++++ Records for processing ++++

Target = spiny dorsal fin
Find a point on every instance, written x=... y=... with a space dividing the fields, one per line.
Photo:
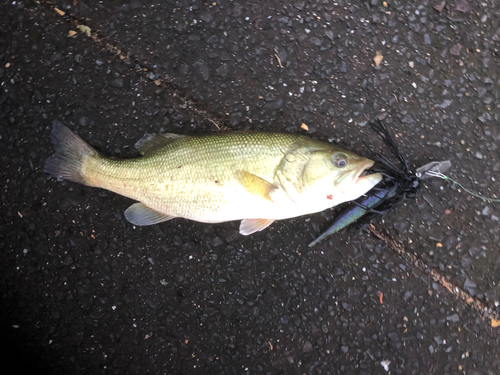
x=152 y=142
x=140 y=214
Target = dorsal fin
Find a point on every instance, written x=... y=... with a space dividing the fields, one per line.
x=152 y=142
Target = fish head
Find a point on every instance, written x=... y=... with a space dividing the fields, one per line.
x=335 y=176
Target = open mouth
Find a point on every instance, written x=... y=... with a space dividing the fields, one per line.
x=362 y=171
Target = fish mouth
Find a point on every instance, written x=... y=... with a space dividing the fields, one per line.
x=363 y=181
x=361 y=172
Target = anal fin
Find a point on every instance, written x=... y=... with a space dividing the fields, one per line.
x=249 y=226
x=140 y=214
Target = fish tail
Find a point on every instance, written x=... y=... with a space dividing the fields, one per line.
x=70 y=156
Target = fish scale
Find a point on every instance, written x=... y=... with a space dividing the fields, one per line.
x=251 y=176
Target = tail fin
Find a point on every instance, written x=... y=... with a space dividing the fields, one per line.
x=71 y=152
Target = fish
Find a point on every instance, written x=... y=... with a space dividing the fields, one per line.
x=398 y=184
x=255 y=177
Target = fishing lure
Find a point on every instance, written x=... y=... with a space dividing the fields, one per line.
x=398 y=185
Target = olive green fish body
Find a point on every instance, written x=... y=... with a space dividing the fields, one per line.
x=250 y=176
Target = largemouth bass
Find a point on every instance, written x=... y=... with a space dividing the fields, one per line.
x=255 y=177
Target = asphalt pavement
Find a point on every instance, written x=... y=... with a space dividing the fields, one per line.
x=85 y=292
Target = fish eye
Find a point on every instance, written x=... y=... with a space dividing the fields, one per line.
x=340 y=160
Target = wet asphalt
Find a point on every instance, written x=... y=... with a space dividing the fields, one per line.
x=85 y=292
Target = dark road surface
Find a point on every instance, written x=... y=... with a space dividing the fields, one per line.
x=85 y=292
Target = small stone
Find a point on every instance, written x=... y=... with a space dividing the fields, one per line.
x=117 y=82
x=487 y=211
x=307 y=347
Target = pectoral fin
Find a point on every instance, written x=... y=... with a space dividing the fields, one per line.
x=140 y=214
x=249 y=226
x=255 y=184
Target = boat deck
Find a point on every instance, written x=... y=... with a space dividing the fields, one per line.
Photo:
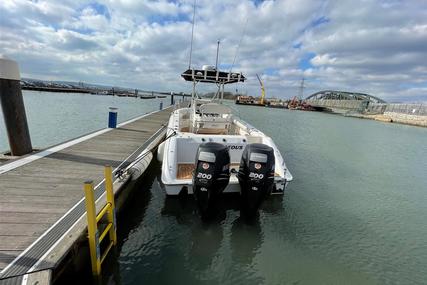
x=41 y=194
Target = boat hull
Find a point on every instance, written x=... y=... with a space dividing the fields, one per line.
x=178 y=154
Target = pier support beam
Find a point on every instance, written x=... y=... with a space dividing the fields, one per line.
x=13 y=108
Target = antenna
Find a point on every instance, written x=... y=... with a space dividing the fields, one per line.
x=301 y=89
x=238 y=46
x=217 y=53
x=192 y=33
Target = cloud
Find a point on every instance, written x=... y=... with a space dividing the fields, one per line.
x=377 y=47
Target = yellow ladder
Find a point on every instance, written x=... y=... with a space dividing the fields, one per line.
x=93 y=219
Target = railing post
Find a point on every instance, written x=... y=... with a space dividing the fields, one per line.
x=92 y=228
x=108 y=172
x=13 y=107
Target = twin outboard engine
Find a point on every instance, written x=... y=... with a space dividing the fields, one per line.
x=210 y=176
x=256 y=176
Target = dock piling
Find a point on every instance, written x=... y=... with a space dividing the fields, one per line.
x=13 y=108
x=112 y=118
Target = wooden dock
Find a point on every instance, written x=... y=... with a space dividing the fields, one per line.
x=37 y=191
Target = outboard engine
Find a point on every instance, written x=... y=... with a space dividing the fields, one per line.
x=256 y=176
x=210 y=176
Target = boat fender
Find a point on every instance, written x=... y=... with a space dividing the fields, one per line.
x=137 y=168
x=160 y=151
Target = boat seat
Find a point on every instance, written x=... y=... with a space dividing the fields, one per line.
x=214 y=108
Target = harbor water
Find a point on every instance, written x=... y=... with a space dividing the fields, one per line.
x=354 y=214
x=56 y=117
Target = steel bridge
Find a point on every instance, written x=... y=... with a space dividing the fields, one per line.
x=342 y=100
x=343 y=95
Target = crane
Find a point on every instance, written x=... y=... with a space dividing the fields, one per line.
x=262 y=90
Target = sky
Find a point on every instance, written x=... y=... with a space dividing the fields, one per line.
x=377 y=47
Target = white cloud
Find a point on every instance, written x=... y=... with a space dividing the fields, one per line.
x=378 y=47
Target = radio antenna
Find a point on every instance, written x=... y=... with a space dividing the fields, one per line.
x=192 y=33
x=238 y=46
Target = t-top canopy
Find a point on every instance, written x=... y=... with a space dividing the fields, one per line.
x=212 y=76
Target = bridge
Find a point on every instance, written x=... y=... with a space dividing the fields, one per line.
x=342 y=100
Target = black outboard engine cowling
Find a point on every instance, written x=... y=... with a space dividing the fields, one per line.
x=211 y=176
x=256 y=176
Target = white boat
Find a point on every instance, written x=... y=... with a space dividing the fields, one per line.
x=210 y=151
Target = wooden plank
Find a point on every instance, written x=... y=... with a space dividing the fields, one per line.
x=6 y=256
x=20 y=217
x=18 y=230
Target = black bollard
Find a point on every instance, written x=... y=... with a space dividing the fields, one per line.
x=13 y=108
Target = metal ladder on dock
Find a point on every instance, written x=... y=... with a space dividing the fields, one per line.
x=94 y=219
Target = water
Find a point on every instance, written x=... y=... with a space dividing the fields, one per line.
x=354 y=214
x=57 y=117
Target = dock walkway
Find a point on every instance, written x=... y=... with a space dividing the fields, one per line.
x=42 y=194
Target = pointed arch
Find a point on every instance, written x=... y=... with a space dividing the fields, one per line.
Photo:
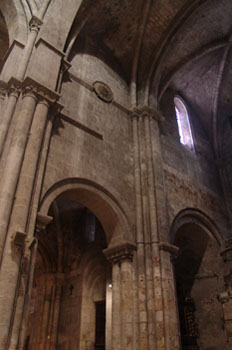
x=16 y=20
x=99 y=201
x=191 y=215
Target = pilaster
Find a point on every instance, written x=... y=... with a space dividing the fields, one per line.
x=122 y=295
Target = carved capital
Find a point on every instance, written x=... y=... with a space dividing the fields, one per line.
x=120 y=253
x=3 y=89
x=14 y=87
x=146 y=112
x=170 y=248
x=65 y=65
x=19 y=238
x=224 y=297
x=40 y=91
x=103 y=91
x=42 y=222
x=35 y=23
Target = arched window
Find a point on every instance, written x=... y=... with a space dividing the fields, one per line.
x=183 y=123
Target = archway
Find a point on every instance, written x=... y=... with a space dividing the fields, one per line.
x=70 y=281
x=198 y=271
x=71 y=303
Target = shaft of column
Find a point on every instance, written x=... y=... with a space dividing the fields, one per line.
x=45 y=319
x=147 y=237
x=10 y=174
x=143 y=332
x=127 y=305
x=34 y=24
x=116 y=307
x=21 y=322
x=158 y=292
x=6 y=118
x=169 y=299
x=29 y=167
x=56 y=313
x=8 y=186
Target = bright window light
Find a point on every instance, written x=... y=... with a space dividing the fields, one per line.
x=183 y=123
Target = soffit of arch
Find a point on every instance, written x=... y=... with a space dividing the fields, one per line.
x=16 y=20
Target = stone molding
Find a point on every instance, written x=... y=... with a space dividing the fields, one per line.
x=170 y=248
x=19 y=238
x=30 y=85
x=42 y=221
x=145 y=111
x=103 y=91
x=14 y=87
x=224 y=297
x=35 y=23
x=3 y=89
x=120 y=253
x=41 y=41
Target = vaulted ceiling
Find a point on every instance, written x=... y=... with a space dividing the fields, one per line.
x=182 y=45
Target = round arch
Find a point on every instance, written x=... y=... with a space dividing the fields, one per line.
x=99 y=201
x=199 y=218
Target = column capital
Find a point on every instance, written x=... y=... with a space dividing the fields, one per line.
x=42 y=221
x=35 y=23
x=172 y=249
x=3 y=89
x=14 y=87
x=40 y=91
x=226 y=253
x=145 y=111
x=120 y=252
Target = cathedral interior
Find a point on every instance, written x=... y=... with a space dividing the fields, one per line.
x=115 y=175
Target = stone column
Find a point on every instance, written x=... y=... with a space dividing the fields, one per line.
x=168 y=253
x=122 y=295
x=34 y=27
x=44 y=335
x=23 y=304
x=21 y=208
x=226 y=300
x=3 y=97
x=10 y=173
x=56 y=311
x=142 y=304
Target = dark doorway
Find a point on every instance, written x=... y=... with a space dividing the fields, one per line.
x=100 y=325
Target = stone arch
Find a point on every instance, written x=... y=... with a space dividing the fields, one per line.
x=198 y=275
x=15 y=18
x=99 y=201
x=199 y=218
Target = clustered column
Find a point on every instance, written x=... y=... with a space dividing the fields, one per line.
x=16 y=184
x=151 y=227
x=122 y=295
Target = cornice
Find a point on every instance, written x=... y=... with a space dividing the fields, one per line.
x=120 y=253
x=145 y=111
x=42 y=221
x=35 y=23
x=170 y=248
x=50 y=46
x=30 y=85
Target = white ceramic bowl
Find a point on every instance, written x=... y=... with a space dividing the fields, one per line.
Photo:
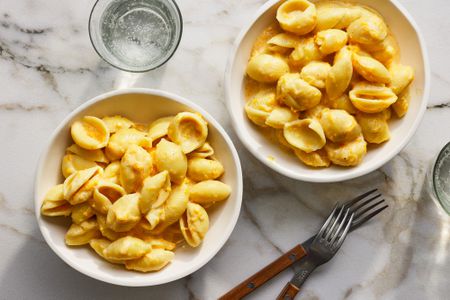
x=413 y=52
x=140 y=105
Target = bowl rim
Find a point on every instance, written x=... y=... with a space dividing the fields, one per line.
x=344 y=176
x=173 y=97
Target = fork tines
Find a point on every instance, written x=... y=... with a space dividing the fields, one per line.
x=336 y=227
x=365 y=207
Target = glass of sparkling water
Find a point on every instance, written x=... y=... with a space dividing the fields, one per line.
x=135 y=35
x=438 y=179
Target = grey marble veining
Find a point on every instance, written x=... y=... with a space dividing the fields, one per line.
x=48 y=67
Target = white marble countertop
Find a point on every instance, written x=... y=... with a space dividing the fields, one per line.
x=48 y=67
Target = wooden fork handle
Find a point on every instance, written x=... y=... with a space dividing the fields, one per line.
x=289 y=292
x=263 y=275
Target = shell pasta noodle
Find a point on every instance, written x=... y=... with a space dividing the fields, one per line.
x=135 y=192
x=324 y=79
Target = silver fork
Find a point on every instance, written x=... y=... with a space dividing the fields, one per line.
x=324 y=246
x=364 y=207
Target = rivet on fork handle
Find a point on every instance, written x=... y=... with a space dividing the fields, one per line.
x=268 y=272
x=289 y=292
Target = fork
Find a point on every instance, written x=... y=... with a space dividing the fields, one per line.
x=324 y=246
x=364 y=207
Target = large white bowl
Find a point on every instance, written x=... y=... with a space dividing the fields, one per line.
x=140 y=105
x=413 y=52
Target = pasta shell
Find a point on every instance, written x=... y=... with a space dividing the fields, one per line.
x=155 y=191
x=154 y=260
x=306 y=135
x=105 y=194
x=200 y=169
x=54 y=203
x=155 y=216
x=305 y=52
x=135 y=166
x=81 y=234
x=371 y=98
x=331 y=40
x=316 y=159
x=315 y=112
x=174 y=207
x=402 y=76
x=349 y=154
x=315 y=73
x=170 y=157
x=297 y=93
x=285 y=40
x=122 y=139
x=159 y=128
x=204 y=151
x=99 y=245
x=374 y=127
x=188 y=130
x=160 y=243
x=385 y=52
x=259 y=107
x=126 y=248
x=106 y=231
x=74 y=182
x=209 y=191
x=90 y=133
x=340 y=74
x=96 y=155
x=266 y=68
x=115 y=123
x=335 y=15
x=86 y=191
x=82 y=212
x=124 y=214
x=297 y=16
x=194 y=224
x=371 y=69
x=281 y=139
x=369 y=29
x=280 y=116
x=339 y=126
x=402 y=104
x=72 y=163
x=112 y=172
x=329 y=14
x=343 y=102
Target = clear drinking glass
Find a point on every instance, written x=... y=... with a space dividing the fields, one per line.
x=135 y=35
x=438 y=179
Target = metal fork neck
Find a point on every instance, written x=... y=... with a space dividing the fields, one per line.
x=305 y=267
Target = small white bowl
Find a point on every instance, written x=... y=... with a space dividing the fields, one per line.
x=140 y=105
x=413 y=52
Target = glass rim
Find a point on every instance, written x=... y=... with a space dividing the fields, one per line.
x=180 y=30
x=438 y=158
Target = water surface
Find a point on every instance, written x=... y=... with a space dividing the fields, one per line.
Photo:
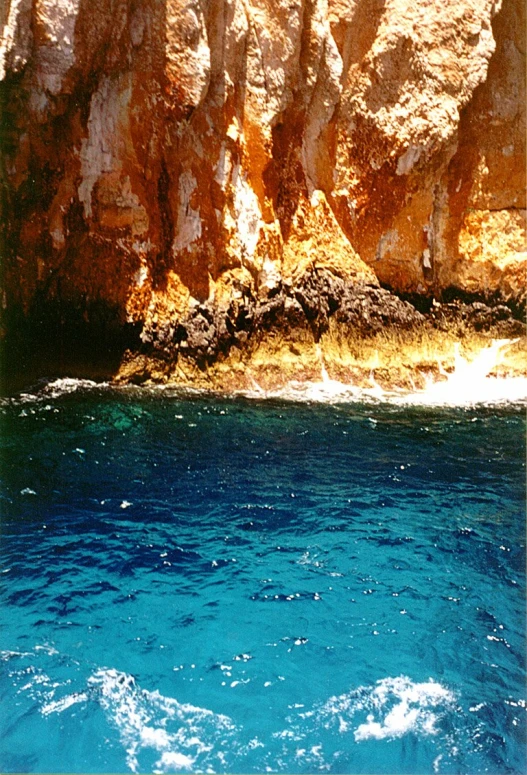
x=215 y=585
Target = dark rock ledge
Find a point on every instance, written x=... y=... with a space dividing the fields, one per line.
x=57 y=338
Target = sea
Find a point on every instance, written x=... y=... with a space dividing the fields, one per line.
x=316 y=580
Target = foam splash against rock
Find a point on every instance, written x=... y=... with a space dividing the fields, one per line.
x=468 y=384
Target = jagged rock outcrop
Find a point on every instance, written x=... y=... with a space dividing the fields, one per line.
x=181 y=168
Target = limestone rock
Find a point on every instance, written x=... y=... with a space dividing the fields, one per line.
x=166 y=160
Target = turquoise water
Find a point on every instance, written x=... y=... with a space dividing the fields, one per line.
x=214 y=585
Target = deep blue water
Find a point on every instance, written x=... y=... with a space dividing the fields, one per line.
x=221 y=585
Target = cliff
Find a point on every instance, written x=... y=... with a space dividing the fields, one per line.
x=184 y=179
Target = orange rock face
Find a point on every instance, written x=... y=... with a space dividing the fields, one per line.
x=162 y=155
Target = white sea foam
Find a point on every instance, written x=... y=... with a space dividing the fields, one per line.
x=413 y=707
x=392 y=708
x=184 y=736
x=468 y=384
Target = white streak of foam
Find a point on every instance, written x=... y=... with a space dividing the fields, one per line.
x=470 y=382
x=413 y=710
x=179 y=733
x=467 y=385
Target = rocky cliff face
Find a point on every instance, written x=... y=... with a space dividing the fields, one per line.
x=194 y=171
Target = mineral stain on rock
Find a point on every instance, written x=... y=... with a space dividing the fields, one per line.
x=197 y=190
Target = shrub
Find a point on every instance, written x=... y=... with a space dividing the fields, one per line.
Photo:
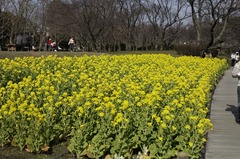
x=188 y=49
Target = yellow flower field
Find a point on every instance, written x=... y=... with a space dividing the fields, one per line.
x=145 y=105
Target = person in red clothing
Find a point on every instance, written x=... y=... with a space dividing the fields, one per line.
x=49 y=44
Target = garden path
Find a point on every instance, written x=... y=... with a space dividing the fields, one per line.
x=224 y=140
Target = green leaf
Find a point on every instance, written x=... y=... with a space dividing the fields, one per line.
x=153 y=150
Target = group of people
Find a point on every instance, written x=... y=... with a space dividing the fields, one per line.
x=23 y=42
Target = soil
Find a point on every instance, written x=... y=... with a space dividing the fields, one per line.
x=58 y=151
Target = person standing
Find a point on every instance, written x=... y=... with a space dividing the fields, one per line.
x=71 y=44
x=49 y=44
x=236 y=74
x=19 y=42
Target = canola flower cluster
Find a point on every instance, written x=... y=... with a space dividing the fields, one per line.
x=116 y=105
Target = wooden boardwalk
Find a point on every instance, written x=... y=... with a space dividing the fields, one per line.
x=224 y=140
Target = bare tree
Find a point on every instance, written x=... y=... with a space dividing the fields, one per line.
x=216 y=13
x=164 y=15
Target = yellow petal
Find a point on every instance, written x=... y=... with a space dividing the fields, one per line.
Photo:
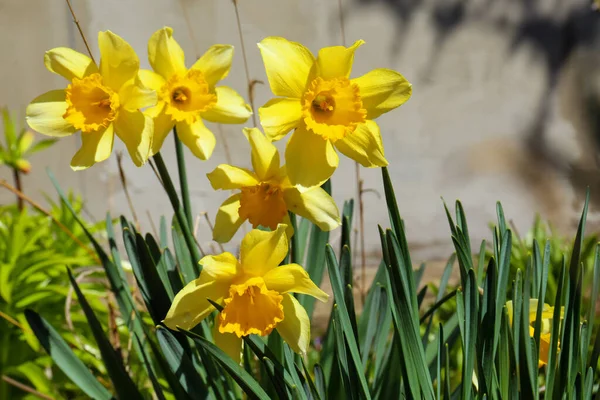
x=69 y=63
x=265 y=156
x=221 y=267
x=295 y=327
x=231 y=108
x=382 y=90
x=228 y=220
x=228 y=177
x=165 y=55
x=118 y=61
x=135 y=130
x=364 y=145
x=135 y=96
x=215 y=63
x=45 y=114
x=95 y=147
x=228 y=342
x=197 y=138
x=262 y=251
x=310 y=159
x=190 y=306
x=315 y=205
x=336 y=61
x=163 y=124
x=292 y=278
x=288 y=65
x=151 y=79
x=279 y=116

++++

Starting at the top of the listing above, please restate word for word each line up to and including the one that holds "Target = wet asphalt", omitting every image.

Solution to this task
Target = spiny dorsal fin
Find a point on every instance, written x=... y=... with a space dividing the fields, one per line.
Photo:
x=152 y=142
x=140 y=214
Target = dorsal fin
Find a point on every instance, written x=... y=... with a space dividing the fields, one per line.
x=152 y=142
Target = fish head
Find a point on every instance, written x=... y=... with a space dividing the fields, one per line.
x=335 y=176
Target = open mouth
Find a point on every instance, written x=... y=... with a space dividing the fields, one per line.
x=362 y=171
Target = fish mouth
Find a point on every instance, written x=... y=... with a space dividing the fields, one per line.
x=363 y=181
x=361 y=172
Target = anal fin
Find a point on every instance, written x=... y=... with a space dividing the fields, one per line.
x=249 y=226
x=140 y=214
Target = fish tail
Find a point on every instance, written x=... y=... with a space dividing the fields, one per line.
x=70 y=156
Target = fish scale
Find a point on every instance, written x=... y=... with a space dividing the fields, one per line.
x=251 y=176
Target = tail fin
Find a point on every instance, written x=... y=... with a space dividing the fields, one per line.
x=71 y=152
Target = fish
Find a point on every instance, written x=... y=... with a space dividing the fields, one per line.
x=398 y=184
x=255 y=177
Target = fishing lure
Find a point on every instance, written x=... y=... with a space dividing the fields, one per line.
x=398 y=185
Target = olive green fish body
Find a point on every instance, written x=... y=... with a space dividing the fields, one per line.
x=250 y=176
Target = largemouth bass
Find a point on every instance, written x=... y=... with a space dividing the fields, one per line.
x=255 y=177
Target = asphalt pavement
Find a point on every instance, written x=... y=... with a space dividing the fields, one per line.
x=85 y=292
Target = fish eye
Find a point on every instance, written x=... y=... with a space dividing the fields, one per line.
x=340 y=160
Target = wet asphalt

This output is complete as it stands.